#### TASK
Output each of the records below word for word, keeping every line unchanged.

#### DATA LINES
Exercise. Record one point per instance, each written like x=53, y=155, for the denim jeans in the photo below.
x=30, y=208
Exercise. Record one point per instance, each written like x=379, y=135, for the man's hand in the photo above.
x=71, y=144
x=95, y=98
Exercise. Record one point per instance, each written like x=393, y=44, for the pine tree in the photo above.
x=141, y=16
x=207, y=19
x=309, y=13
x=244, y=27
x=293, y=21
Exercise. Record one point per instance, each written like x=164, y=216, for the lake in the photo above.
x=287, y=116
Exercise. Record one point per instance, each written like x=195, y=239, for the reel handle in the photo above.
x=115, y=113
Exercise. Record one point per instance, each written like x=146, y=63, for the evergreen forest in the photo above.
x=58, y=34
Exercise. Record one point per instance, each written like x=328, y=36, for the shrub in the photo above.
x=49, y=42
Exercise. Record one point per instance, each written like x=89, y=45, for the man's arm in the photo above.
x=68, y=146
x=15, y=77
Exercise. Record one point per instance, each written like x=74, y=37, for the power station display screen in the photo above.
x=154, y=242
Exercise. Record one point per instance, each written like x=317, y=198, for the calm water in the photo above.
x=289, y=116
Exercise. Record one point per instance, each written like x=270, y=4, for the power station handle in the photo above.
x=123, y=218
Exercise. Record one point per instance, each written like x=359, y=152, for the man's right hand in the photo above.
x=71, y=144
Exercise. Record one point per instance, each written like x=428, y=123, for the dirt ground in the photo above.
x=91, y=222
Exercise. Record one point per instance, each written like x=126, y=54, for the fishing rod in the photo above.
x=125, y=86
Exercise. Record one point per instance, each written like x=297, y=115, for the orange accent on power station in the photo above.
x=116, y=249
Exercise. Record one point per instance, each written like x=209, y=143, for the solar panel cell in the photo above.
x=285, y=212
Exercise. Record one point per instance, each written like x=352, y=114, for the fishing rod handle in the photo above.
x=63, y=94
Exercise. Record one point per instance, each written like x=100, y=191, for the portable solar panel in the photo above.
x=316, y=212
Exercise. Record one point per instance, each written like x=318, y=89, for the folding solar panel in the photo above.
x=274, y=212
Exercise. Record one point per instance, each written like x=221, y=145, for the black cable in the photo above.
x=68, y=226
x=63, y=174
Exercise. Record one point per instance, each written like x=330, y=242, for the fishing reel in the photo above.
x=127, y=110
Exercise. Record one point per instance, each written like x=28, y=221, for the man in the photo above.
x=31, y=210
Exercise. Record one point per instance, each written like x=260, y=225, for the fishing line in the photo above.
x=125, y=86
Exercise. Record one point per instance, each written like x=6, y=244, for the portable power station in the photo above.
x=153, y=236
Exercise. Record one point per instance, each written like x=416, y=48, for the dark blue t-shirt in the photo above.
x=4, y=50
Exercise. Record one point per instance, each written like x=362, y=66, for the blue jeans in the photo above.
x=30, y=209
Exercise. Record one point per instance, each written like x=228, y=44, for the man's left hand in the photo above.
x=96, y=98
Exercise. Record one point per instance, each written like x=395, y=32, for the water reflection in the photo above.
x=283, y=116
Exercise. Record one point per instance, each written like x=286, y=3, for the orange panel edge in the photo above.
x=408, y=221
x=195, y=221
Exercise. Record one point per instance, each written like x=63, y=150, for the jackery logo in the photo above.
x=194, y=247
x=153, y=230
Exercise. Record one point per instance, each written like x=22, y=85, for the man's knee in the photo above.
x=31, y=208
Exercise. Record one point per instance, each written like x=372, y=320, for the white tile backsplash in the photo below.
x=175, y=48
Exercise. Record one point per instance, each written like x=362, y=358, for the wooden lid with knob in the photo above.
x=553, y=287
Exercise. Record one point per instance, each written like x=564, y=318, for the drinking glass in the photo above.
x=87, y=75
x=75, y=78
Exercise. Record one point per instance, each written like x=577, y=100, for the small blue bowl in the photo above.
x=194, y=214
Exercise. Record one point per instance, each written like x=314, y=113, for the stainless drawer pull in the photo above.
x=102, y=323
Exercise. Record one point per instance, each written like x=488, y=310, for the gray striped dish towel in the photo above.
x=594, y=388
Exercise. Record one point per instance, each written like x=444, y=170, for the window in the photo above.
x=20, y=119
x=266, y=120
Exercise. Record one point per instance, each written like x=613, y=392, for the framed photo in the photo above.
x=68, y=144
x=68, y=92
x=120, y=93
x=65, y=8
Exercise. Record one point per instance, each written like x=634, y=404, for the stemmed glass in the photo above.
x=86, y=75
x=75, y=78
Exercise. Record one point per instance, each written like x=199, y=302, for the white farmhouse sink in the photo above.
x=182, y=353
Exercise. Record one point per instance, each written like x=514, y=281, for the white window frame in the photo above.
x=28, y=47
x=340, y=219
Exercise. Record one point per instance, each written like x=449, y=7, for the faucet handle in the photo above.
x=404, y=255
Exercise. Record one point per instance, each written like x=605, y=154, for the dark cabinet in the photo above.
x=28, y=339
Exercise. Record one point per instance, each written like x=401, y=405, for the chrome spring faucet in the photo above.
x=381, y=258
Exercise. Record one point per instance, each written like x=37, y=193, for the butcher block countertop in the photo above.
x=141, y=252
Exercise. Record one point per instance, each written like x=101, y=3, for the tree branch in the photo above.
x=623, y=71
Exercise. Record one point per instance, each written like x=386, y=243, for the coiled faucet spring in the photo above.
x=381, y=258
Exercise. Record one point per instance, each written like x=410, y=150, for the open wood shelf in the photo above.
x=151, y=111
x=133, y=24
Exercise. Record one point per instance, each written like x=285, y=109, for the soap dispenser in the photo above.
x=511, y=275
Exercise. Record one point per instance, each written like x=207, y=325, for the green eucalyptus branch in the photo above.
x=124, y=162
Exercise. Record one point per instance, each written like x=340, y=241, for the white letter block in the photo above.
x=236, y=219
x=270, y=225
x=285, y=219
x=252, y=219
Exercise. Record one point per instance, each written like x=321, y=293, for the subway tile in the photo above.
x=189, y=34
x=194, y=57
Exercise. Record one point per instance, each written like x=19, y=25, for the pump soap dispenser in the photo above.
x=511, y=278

#### REPLY TO THE EXERCISE
Exercise. Record one point per instance, each written like x=53, y=155, for the denim jeans in the photo below.
x=30, y=208
Exercise. Record one point per instance, each written like x=379, y=135, for the man's hand in the photo above.
x=71, y=144
x=95, y=98
Exercise. Record one point per instance, each written like x=393, y=44, for the pine tree in the photo above.
x=141, y=16
x=207, y=19
x=309, y=13
x=244, y=27
x=293, y=21
Exercise. Record one point per instance, each written like x=164, y=216, for the lake in the photo above.
x=287, y=116
Exercise. Record one point per instance, each written like x=195, y=239, for the reel handle in the photo above.
x=115, y=113
Exercise. Record one point per instance, each written like x=146, y=63, for the evergreen forest in the photo above.
x=58, y=34
Exercise. Record one point per instance, each written like x=328, y=36, for the shrub in the photo above.
x=49, y=42
Exercise. Record one point per instance, each written like x=89, y=45, for the man's arm in the photo above.
x=68, y=146
x=15, y=77
Exercise. Record one point per instance, each written like x=74, y=37, for the power station display screen in the photo above.
x=154, y=242
Exercise. Record one point per instance, each written like x=317, y=198, for the calm water in the photo above.
x=289, y=116
Exercise. Record one point per instance, each written like x=270, y=4, for the power station handle in the photo above.
x=123, y=218
Exercise. Record one point per instance, each written like x=359, y=152, for the man's right hand in the photo above.
x=71, y=144
Exercise. Record one point per instance, each written like x=428, y=123, for the dirt ground in the photo above.
x=91, y=222
Exercise. Record one point per instance, each written like x=126, y=54, for the fishing rod in the photo above.
x=125, y=86
Exercise. Record one point per instance, each written like x=297, y=115, for the orange accent on power station in the photo above.
x=116, y=249
Exercise. Record one point per instance, each written like x=209, y=143, for the solar panel cell in the photo above.
x=285, y=212
Exercise. Record one point per instance, each written like x=352, y=114, for the fishing rod handle in the photo above.
x=63, y=94
Exercise. Record one point per instance, each written like x=100, y=191, for the portable solar panel in the photo above.
x=316, y=212
Exercise. Record one point per instance, each written like x=318, y=89, for the folding solar panel in the photo above.
x=274, y=212
Exercise. Record one point per instance, each written like x=221, y=145, for the black cable in the photo above.
x=68, y=226
x=63, y=174
Exercise. Record one point per instance, each written like x=330, y=242, for the fishing reel in the photo above.
x=127, y=110
Exercise. Record one point per instance, each written like x=28, y=221, for the man in the photo above.
x=31, y=210
Exercise. Record one point per instance, each written like x=260, y=225, for the fishing line in the photo above.
x=125, y=86
Exercise. Record one point per instance, each written like x=6, y=244, for the portable power station in the photo above.
x=153, y=236
Exercise. Record one point per instance, each written like x=416, y=48, for the dark blue t-shirt in the photo above.
x=4, y=50
Exercise. Record one point per instance, each written like x=362, y=66, for the blue jeans in the photo above.
x=30, y=209
Exercise. Record one point per instance, each written like x=228, y=44, for the man's left hand in the photo above.
x=96, y=98
Exercise. Record one point per instance, each written like x=395, y=32, for the water reflection in the photo above.
x=283, y=116
Exercise. Record one point per instance, each written like x=286, y=3, for the orange panel edge in the photo above.
x=408, y=221
x=195, y=221
Exercise. Record one point per instance, each written like x=63, y=150, for the jackery logo in the photo above.
x=194, y=247
x=153, y=230
Exercise. Record one point per instance, each written like x=22, y=85, for the man's knee in the photo above.
x=31, y=208
Exercise. Record one point per instance, each written like x=372, y=320, for the white tile backsplash in the photo below.
x=175, y=48
Exercise. Record one point per instance, each written like x=362, y=358, for the wooden lid with knob in the photo above.
x=553, y=287
Exercise. Record one point per instance, each written like x=564, y=318, for the drinking glass in the photo above.
x=87, y=75
x=75, y=78
Exercise. Record one point per instance, each written like x=577, y=100, for the small blue bowl in the photo above.
x=194, y=214
Exercise. Record one point per instance, each written like x=314, y=113, for the stainless drawer pull in the photo above.
x=102, y=323
Exercise. Record one point per instance, each written like x=488, y=310, for the gray striped dish towel in the photo above.
x=594, y=388
Exercise. Record one point per instance, each written like x=444, y=170, for the window in the photo above.
x=20, y=119
x=266, y=120
Exercise. Record one point per instance, each written like x=613, y=392, for the framed photo in the photo above.
x=68, y=144
x=68, y=92
x=120, y=93
x=65, y=8
Exercise. Record one point per instance, each written like x=634, y=404, for the stemmed glass in the photo above.
x=86, y=75
x=75, y=78
Exercise. Record one point per instance, each written like x=199, y=302, for the white farmhouse sink in the photo above.
x=182, y=353
Exercise. Record one point per instance, each written like x=514, y=281, for the white window frame in the photo above.
x=28, y=47
x=340, y=219
Exercise. Record one point per instance, each written like x=449, y=7, for the faucet handle in the photo above.
x=404, y=255
Exercise. Record one point per instance, each written like x=605, y=154, for the dark cabinet in the photo above.
x=28, y=339
Exercise. Record one point per instance, each written like x=401, y=405, for the chrome spring faucet in the photo above.
x=381, y=258
Exercise. Record one point per instance, each written like x=37, y=193, for the butcher block countertop in the photo above.
x=141, y=252
Exercise. Record one point per instance, each written like x=101, y=3, for the tree branch in the photo above.
x=623, y=71
Exercise. Record one point per instance, each written like x=386, y=243, for the coiled faucet spring in the photo above.
x=381, y=258
Exercise. Record one point per instance, each written like x=410, y=150, for the open wood shelf in the photo above.
x=151, y=111
x=133, y=24
Exercise. Record one point per instance, each written like x=285, y=109, for the soap dispenser in the photo above.
x=511, y=275
Exercise. Record one point per instance, each written like x=207, y=325, for the green eucalyptus branch in the photo above.
x=124, y=162
Exercise. Record one point per instance, each written like x=340, y=241, for the white letter block in the photo above.
x=236, y=219
x=270, y=225
x=285, y=219
x=252, y=219
Exercise. Record one point per instance, each written like x=321, y=293, for the subway tile in the photo above.
x=189, y=34
x=194, y=57
Exercise. Record one point per instance, each written like x=19, y=25, for the pump soap dispenser in the photo above.
x=511, y=278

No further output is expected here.